▸ Given problem 1
Reproduce the records from the line containing "of the truck" through the end of the records, inclusive, and output only those lines, requests included. Multiply every coordinate in the answers by 2.5 and round to whole numbers, with halves rounding up, but leave the requests and their format samples unchanged.

### Document segment ###

To run examples in horovod/examples:
instructions
cd horovod/examples

mpirun -np 1 \
    -H localhost:1 \
    -bind-to none -map-by slot \
    -x NCCL_DEBUG=INFO -x LD_LIBRARY_PATH -x PATH \
    -mca pml ob1 -mca btl ^openib \
    python tensorflow_mnist.py

Troubleshooting

If you are getting mpi errors when running examples, you might try the following:
Install mpi4py:
NOTE: This may affect relative paths of the Open MPI install we did system-wide. Make sure to do this inside a Conda environment
conda install -c conda-forge mpi4py

Alternatively, you can try running mpirun using an absolute path:
/usr/local/bin/mpirun -np 1 \
    -H localhost:1 \
    -bind-to none -map-by slot \
    -x NCCL_DEBUG=INFO -x LD_LIBRARY_PATH -x PATH \
    -mca pml ob1 -mca btl ^openib \
    python tensorflow_mnist.py

You can also change the options. Look at mpirun --help for more info:
mpirun --allow-run-as-root  \
  -np 4  -H 4 \
  -bind-to none -map-by slot \
  -x LD_LIBRARY_PATH -x NCCL_DEBUG=INFO \
  -x HOROVOD_FUSION_THRESHOLD=4194304 \
   -x NCCL_SOCKET_IFNAME=eth0 \
  python tf_cnn_benchmarks.py --num_batches 100 --display_every 1 \
  --num_gpus 1 --model resnet50 --batch_size 128 \
  --data_name imagenet --data_dir /data0/imagenet_data \
  --variable_update horovod --horovod_device gpu \
  --batch_group_size=4 --num_inter_threads=0 --optimizer momentum

Helpful commands:
Get list of cuda repos installed:
NOTE: this helps repair problems relating to CUDA versioning (i.e. 9.0 vs 9.1)
yum --disablerepo="*" --enablerepo="cuda*" list available

also:
modinfo nvidia

To remove a previous nvidia installation entirely:
sudo yum remove nvidia*
rm -rf /etc/yum.repos.d/cuda-<prev_vers>*

rm -rf /etc/yum.repos.d/cuda-9-1*

### Data listing ###

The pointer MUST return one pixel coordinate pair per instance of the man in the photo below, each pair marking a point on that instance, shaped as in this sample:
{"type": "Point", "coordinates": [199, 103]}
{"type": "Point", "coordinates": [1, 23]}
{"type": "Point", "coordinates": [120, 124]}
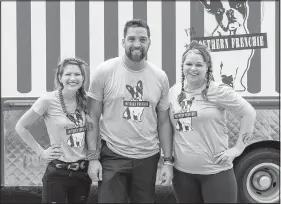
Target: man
{"type": "Point", "coordinates": [131, 94]}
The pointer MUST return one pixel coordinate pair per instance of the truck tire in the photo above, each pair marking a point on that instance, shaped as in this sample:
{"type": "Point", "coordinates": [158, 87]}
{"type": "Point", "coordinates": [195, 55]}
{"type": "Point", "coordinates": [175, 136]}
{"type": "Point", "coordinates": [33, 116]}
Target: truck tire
{"type": "Point", "coordinates": [257, 174]}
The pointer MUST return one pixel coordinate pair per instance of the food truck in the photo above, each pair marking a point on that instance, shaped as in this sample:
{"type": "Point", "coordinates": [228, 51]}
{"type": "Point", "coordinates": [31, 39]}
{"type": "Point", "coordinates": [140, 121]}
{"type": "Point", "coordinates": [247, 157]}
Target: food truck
{"type": "Point", "coordinates": [243, 37]}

###

▸ Given problem 2
Answer these questions from the Horovod notes:
(a) Which conda command does the text give for installing mpi4py?
(b) Which model is passed to tf_cnn_benchmarks.py in the changed-options example?
(c) Which yum command removes a previous nvidia installation?

▸ Problem solution 1
The pointer MUST return one pixel coordinate pair per instance of the truck tire in the photo above, each pair marking a point on that instance, shaped as in this sample:
{"type": "Point", "coordinates": [158, 87]}
{"type": "Point", "coordinates": [195, 55]}
{"type": "Point", "coordinates": [175, 136]}
{"type": "Point", "coordinates": [33, 116]}
Target: truck tire
{"type": "Point", "coordinates": [643, 435]}
The pointer MUST return one pixel coordinate pair per instance of the food truck in the photo above, each pair marking a point on that instance, shaped as in this sample:
{"type": "Point", "coordinates": [228, 51]}
{"type": "Point", "coordinates": [31, 39]}
{"type": "Point", "coordinates": [140, 121]}
{"type": "Point", "coordinates": [247, 157]}
Target: food truck
{"type": "Point", "coordinates": [608, 93]}

▸ Problem solution 2
(a) conda install -c conda-forge mpi4py
(b) resnet50
(c) sudo yum remove nvidia*